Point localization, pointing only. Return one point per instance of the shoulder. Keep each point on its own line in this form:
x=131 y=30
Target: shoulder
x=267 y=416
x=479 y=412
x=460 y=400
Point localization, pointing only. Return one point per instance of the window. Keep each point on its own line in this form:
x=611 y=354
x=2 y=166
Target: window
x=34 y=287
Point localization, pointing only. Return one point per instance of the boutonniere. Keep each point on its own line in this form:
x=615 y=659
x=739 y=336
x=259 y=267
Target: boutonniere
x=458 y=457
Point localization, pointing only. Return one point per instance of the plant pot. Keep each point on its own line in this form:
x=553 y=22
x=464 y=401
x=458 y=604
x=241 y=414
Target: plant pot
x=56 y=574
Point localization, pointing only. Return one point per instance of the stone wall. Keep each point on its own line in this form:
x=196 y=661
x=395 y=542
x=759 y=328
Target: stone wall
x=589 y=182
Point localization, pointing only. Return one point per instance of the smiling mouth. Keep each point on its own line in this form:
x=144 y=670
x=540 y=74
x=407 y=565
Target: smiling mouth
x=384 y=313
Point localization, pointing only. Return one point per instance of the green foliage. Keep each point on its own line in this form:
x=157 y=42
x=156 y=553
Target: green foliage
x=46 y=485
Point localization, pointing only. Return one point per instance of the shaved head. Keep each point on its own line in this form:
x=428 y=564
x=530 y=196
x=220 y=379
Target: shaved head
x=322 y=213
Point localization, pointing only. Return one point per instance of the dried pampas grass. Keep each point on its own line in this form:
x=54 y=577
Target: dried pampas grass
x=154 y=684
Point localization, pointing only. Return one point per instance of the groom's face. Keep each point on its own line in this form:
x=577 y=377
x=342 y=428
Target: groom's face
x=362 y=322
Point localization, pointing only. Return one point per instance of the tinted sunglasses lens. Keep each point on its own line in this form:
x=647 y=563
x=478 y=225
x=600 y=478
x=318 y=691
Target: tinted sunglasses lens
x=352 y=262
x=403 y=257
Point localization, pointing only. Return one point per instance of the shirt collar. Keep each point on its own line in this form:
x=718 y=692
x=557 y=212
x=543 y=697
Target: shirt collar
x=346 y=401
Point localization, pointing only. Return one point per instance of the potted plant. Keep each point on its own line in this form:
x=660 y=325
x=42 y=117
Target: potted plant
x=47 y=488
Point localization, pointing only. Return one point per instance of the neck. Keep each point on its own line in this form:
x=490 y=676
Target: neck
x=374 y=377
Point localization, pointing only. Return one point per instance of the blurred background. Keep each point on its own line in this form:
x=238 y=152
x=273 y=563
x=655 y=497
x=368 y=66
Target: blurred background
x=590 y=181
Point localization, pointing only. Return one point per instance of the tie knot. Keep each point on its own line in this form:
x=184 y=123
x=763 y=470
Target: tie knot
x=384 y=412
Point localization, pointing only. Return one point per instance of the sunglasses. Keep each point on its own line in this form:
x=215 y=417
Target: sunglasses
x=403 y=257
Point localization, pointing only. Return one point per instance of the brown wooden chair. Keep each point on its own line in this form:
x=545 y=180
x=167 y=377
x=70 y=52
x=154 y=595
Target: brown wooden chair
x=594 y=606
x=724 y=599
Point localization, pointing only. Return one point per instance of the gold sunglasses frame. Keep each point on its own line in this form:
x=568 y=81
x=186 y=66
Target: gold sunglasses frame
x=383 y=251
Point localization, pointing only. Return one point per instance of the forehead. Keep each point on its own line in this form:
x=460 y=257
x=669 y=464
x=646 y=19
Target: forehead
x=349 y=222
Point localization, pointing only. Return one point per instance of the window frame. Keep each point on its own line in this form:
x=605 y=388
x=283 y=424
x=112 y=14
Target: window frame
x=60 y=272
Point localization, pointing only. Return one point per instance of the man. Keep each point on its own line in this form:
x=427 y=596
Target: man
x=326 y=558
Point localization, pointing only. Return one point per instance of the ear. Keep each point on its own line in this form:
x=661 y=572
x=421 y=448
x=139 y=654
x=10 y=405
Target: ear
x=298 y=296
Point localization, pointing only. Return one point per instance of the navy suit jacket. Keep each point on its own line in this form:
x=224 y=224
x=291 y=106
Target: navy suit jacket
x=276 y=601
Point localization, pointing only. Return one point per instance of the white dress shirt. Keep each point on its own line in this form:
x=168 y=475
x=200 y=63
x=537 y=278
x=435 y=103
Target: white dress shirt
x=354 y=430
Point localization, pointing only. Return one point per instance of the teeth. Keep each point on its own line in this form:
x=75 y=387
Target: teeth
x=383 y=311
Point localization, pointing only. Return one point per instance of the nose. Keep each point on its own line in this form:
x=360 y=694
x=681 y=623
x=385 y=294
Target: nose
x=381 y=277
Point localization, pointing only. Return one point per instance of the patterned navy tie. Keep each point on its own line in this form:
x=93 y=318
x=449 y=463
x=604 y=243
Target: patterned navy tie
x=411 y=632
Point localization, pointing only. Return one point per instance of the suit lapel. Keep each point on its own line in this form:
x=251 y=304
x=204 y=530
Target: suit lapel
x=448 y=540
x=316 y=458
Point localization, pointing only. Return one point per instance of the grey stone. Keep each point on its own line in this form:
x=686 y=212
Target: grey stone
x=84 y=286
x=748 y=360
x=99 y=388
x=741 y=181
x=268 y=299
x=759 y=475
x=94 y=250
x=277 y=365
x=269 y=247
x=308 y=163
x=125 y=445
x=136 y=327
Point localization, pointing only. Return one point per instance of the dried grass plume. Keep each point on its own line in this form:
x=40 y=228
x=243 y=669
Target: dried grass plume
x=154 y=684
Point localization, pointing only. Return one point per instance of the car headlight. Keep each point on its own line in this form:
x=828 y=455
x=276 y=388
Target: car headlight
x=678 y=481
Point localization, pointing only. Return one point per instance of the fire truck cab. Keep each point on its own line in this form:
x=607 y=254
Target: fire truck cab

__________________________________________________

**Task objective**
For the string "truck", search the preceding data and copy every line that includes it.

**Task output**
Point localization, pointing only. Return one point per instance of the fire truck cab. Keep each point on its own line in this form:
Target: fire truck cab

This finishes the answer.